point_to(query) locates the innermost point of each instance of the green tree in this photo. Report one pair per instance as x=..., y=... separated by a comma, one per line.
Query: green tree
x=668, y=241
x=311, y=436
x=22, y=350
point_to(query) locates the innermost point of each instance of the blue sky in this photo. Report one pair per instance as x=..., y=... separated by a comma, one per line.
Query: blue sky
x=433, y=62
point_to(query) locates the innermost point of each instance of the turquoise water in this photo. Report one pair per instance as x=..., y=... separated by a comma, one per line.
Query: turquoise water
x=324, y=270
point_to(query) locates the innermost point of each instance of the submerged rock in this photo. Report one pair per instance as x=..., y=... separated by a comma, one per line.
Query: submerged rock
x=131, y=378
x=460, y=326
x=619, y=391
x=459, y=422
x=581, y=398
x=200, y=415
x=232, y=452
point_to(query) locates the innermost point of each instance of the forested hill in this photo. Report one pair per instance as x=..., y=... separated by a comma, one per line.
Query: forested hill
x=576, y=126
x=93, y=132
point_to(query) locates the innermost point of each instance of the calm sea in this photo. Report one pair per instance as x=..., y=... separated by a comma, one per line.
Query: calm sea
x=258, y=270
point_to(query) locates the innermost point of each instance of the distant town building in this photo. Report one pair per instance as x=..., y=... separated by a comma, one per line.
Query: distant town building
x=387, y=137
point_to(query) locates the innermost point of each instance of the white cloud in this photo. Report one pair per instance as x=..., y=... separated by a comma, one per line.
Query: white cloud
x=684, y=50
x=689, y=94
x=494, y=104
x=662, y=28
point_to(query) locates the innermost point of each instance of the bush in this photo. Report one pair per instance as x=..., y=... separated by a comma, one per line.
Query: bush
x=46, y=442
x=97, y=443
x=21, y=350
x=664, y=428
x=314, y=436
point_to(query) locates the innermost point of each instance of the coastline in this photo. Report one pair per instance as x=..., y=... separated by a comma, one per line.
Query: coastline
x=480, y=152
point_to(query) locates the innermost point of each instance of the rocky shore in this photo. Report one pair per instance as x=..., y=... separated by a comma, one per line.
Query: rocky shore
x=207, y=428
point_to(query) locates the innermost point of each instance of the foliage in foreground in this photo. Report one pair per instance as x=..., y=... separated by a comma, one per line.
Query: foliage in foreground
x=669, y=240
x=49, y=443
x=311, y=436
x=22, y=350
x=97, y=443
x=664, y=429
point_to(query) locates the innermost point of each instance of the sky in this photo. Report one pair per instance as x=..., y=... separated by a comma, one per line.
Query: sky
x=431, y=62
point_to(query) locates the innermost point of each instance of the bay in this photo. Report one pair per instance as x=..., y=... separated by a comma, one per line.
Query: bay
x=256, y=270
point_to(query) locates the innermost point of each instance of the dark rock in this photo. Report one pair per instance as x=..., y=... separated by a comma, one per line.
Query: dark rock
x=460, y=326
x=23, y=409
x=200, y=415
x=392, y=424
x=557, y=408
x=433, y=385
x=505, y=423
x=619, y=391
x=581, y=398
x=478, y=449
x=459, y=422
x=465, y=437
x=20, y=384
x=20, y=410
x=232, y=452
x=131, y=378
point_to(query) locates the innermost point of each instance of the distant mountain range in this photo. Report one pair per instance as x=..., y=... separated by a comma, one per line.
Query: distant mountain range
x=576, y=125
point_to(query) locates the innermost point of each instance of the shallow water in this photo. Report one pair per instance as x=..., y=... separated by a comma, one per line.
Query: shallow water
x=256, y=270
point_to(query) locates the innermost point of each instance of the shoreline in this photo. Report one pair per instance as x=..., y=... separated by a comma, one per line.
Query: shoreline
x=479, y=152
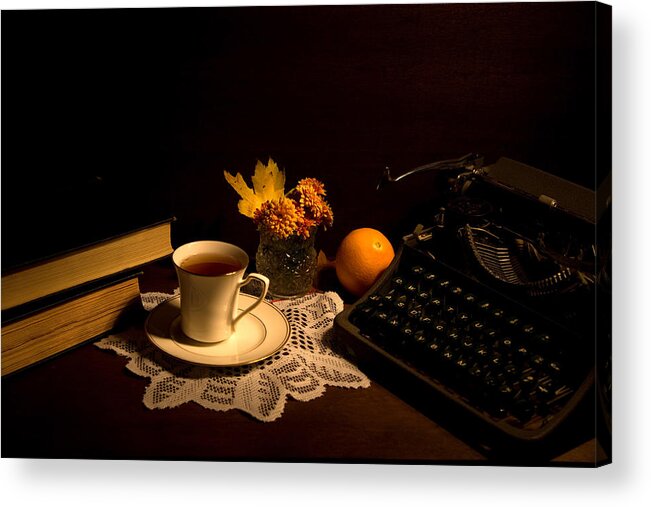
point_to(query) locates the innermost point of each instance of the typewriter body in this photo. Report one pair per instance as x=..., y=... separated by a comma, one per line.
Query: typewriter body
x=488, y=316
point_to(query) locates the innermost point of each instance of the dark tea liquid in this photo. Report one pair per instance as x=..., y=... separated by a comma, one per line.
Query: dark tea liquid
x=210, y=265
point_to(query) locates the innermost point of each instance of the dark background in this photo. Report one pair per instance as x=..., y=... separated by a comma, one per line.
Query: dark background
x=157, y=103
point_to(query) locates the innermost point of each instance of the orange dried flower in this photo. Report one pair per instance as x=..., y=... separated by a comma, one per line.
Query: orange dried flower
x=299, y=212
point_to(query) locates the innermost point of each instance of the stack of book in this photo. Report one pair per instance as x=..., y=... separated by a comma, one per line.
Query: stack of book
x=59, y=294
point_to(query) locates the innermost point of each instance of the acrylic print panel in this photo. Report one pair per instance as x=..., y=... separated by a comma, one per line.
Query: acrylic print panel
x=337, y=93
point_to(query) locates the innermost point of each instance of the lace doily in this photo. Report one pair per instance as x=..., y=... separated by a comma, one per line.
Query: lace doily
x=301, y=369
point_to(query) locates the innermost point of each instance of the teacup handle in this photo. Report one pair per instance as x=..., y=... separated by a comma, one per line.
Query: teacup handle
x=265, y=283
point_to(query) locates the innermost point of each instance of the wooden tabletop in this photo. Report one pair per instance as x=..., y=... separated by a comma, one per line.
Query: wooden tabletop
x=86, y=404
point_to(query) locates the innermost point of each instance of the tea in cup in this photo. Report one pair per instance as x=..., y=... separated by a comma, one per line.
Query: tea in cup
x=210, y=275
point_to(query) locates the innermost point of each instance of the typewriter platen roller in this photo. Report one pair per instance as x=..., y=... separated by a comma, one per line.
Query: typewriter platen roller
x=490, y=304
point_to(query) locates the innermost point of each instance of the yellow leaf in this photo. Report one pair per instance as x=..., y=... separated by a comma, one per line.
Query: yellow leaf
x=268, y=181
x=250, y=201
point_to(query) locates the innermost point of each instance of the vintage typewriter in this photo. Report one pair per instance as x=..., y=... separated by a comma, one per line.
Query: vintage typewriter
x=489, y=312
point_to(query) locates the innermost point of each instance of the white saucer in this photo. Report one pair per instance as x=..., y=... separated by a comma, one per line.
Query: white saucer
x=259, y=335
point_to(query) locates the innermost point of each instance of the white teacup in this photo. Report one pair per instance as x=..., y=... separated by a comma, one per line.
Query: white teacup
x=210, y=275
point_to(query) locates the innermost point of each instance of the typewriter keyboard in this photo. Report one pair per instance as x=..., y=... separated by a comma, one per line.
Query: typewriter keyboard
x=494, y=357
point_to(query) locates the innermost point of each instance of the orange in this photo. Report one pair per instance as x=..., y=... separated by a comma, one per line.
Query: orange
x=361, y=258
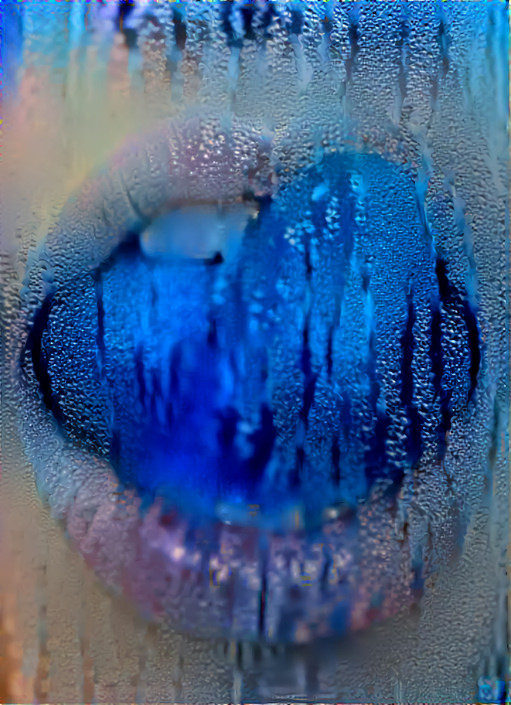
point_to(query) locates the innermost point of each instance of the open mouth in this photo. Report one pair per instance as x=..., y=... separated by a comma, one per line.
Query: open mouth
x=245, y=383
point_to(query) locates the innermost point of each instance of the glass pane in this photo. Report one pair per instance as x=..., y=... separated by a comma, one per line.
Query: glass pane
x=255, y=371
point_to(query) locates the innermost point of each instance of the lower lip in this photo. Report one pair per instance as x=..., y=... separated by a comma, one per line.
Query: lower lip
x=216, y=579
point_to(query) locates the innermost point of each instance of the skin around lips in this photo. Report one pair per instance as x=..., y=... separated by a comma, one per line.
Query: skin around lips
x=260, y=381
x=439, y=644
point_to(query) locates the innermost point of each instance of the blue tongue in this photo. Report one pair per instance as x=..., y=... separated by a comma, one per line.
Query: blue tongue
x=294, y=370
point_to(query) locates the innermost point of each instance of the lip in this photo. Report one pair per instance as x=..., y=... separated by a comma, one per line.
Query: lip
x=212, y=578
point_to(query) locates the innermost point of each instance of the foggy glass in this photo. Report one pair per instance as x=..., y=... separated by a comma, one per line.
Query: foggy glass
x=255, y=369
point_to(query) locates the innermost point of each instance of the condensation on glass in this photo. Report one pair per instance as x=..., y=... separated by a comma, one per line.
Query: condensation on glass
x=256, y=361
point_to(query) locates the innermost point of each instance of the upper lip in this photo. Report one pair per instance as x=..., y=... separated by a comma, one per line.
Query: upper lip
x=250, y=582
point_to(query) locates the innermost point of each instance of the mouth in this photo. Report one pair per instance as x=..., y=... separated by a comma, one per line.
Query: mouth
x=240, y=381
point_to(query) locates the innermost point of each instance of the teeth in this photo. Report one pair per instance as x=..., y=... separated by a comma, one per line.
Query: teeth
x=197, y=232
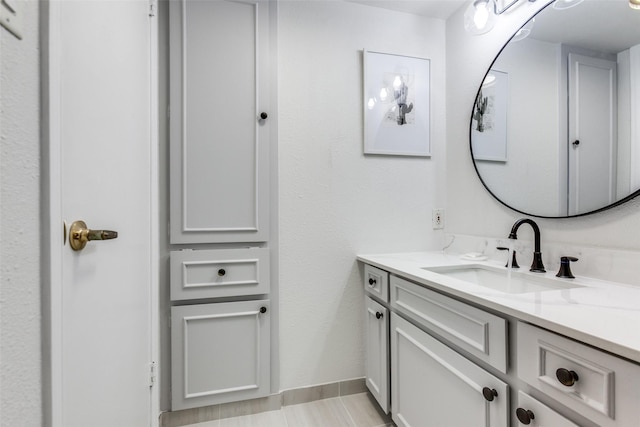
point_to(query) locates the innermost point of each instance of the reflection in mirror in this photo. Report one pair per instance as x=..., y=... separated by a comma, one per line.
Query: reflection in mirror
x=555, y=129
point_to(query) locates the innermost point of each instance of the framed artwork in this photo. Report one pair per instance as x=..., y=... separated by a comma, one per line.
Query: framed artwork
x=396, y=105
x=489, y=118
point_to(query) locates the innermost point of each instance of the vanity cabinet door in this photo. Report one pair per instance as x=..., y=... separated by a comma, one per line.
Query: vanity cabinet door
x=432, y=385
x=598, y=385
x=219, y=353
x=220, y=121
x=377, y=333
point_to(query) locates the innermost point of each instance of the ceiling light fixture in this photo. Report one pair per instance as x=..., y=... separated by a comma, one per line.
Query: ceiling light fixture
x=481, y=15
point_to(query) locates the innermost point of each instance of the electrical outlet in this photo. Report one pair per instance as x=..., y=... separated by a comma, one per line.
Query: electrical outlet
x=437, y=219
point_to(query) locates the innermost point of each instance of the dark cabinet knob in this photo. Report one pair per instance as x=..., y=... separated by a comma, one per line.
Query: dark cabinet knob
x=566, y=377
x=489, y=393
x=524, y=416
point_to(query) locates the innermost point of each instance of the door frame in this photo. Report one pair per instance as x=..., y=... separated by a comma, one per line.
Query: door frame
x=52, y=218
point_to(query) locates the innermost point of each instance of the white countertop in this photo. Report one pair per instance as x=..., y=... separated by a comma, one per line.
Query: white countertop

What to do: Please rewrite the entries starting at the line that contains "the white saucer" and ending at the line that contains "x=259, y=335", swapping "saucer" for "dish" and changing nothing else.

Task answer:
point_to(query) locates the innermost point of each instance of the white dish in this photo. Report one pair per instance as x=..., y=... separated by a comma, one per line.
Query: white dish
x=259, y=335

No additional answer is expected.